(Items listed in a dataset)
=======

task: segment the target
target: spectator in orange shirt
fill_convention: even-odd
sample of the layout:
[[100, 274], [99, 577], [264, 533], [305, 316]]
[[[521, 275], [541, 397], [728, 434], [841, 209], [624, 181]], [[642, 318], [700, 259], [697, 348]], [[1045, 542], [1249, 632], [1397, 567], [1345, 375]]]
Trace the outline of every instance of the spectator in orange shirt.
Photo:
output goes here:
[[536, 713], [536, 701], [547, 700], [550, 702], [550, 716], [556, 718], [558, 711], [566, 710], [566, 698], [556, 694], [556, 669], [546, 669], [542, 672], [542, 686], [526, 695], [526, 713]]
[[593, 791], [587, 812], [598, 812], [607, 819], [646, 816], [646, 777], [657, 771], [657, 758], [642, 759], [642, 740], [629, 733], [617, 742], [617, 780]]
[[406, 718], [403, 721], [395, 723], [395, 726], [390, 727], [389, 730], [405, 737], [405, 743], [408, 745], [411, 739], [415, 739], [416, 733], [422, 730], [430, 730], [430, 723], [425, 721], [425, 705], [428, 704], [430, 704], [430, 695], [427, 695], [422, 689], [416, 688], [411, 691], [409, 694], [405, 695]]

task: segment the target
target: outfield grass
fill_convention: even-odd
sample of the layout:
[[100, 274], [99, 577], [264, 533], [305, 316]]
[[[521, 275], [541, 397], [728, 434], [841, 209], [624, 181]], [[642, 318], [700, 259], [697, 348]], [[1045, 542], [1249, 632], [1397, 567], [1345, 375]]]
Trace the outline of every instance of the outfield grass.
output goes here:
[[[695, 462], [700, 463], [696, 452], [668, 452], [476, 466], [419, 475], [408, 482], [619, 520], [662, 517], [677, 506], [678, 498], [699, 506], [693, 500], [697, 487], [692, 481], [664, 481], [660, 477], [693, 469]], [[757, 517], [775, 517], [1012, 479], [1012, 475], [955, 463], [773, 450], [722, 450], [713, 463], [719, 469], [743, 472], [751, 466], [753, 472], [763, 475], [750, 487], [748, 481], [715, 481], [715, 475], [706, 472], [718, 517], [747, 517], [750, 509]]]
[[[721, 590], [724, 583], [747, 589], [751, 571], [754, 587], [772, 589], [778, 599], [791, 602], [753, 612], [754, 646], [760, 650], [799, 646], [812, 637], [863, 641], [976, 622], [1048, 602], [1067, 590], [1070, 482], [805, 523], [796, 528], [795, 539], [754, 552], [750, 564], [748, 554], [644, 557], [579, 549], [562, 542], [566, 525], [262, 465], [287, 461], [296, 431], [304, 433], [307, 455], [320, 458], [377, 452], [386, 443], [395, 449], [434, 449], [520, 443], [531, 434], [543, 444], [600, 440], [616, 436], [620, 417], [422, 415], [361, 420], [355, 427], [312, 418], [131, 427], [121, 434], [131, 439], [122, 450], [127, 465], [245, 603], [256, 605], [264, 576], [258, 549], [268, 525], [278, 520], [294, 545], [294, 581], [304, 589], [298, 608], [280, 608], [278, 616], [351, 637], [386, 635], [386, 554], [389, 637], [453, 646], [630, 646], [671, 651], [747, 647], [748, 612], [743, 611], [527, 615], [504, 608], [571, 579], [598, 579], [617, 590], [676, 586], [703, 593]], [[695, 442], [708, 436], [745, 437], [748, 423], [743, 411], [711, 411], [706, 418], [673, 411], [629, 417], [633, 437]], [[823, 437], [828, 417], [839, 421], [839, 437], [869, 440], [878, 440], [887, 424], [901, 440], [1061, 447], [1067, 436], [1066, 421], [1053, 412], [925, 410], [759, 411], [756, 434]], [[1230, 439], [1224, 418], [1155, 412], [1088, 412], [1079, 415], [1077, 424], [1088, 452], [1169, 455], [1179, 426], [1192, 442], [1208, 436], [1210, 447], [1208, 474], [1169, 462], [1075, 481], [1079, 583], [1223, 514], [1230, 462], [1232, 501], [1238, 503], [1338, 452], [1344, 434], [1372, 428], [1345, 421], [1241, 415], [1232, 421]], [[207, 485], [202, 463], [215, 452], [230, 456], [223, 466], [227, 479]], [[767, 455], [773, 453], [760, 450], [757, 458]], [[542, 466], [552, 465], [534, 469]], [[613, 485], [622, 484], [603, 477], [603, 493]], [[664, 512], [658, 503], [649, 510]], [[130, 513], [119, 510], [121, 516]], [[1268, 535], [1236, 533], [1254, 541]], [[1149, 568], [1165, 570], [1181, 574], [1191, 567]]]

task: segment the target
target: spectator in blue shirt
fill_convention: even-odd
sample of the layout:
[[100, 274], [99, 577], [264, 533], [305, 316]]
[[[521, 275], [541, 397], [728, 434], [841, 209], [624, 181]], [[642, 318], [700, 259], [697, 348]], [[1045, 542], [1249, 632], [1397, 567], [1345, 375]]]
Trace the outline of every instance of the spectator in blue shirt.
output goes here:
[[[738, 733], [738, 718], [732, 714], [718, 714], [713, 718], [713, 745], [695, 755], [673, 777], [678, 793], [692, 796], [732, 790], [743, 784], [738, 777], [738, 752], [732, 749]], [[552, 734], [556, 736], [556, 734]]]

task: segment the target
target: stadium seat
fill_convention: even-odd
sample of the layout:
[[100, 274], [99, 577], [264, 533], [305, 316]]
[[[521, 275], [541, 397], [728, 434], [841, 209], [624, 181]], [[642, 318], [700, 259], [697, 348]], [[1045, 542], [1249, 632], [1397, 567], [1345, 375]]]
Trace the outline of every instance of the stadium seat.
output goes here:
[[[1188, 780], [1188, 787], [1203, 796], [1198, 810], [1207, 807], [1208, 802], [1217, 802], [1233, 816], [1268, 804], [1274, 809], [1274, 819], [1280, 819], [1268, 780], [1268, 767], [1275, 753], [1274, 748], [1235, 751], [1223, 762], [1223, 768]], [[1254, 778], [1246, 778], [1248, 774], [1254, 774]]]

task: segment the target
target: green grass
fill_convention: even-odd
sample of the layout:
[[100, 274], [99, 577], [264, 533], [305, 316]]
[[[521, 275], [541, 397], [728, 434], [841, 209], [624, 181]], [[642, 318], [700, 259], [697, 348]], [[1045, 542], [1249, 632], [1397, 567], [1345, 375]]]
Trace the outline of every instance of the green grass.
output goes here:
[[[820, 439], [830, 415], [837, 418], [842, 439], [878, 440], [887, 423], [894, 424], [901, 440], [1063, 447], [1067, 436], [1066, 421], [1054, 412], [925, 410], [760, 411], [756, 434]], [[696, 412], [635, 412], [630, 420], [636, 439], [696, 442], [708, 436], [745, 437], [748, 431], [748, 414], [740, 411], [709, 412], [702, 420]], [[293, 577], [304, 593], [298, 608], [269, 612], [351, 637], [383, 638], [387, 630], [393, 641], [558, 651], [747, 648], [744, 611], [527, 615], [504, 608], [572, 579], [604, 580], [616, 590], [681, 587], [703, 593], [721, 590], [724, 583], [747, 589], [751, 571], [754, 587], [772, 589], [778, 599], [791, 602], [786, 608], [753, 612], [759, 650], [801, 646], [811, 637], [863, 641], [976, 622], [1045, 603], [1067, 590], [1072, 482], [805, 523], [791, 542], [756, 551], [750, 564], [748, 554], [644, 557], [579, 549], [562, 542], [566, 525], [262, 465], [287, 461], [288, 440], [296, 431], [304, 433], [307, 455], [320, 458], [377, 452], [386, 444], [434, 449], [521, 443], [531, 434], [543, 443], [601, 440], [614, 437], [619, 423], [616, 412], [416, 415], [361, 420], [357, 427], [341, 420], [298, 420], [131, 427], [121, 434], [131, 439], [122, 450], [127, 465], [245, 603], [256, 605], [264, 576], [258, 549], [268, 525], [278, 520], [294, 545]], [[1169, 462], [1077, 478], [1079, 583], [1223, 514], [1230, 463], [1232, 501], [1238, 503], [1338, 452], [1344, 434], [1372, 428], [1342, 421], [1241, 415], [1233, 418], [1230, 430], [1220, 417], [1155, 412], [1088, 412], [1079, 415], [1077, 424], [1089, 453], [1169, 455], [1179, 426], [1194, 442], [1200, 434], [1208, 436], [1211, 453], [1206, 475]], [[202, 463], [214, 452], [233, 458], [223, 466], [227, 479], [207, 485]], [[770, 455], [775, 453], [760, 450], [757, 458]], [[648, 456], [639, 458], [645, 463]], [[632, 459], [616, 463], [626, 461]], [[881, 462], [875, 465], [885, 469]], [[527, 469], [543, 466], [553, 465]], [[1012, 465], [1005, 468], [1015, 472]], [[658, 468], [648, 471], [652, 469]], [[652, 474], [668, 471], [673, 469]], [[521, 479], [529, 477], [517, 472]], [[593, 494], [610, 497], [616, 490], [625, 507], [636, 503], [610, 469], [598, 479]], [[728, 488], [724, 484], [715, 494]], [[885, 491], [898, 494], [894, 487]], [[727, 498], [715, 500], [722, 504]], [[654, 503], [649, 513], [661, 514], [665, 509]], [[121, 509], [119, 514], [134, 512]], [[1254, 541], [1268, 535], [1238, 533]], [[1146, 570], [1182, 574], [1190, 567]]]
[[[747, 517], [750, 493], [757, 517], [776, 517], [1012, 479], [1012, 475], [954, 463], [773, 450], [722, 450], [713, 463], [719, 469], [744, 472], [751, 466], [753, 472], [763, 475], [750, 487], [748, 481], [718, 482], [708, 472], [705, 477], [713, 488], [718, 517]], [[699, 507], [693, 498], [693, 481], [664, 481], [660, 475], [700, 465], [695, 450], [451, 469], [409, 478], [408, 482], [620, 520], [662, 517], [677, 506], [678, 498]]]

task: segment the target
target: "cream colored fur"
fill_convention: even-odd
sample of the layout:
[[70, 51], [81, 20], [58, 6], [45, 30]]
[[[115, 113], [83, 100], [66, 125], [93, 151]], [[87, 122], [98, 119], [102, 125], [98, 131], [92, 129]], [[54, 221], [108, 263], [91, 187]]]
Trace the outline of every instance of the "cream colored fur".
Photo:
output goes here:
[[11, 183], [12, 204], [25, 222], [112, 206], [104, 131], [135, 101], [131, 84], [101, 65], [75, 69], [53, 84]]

=======

▸ **To be done**
How many lines of the data above contain the string "seat"? Reply with the number alone.

▸ **Complete response**
2